SET EXERCISE >>
Lay out the lines below, from the one containing "Target: rocky ridge" through the last line, as a Markdown table with the columns "Row" and "Line", where "Row" holds the row number and "Line" holds the line. Skip any blank lines.

RECORDS SHOWN >>
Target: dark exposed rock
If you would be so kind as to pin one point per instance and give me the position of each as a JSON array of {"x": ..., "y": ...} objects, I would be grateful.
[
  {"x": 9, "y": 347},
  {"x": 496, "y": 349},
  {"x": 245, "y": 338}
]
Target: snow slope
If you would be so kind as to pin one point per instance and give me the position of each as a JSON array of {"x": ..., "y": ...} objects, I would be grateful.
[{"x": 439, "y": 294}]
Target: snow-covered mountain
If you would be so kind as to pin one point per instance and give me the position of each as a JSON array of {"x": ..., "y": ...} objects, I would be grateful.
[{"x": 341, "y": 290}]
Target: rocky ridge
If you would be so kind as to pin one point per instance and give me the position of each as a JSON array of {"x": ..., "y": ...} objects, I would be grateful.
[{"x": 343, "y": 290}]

EXERCISE OUTPUT >>
| Row | Line |
|---|---|
| 1 | Target: rocky ridge |
| 2 | If you would be so kind as to pin one point per instance and give me the position of each as a JSON array of {"x": ..., "y": ...} objects, I would be grateful. |
| 3 | [{"x": 343, "y": 290}] |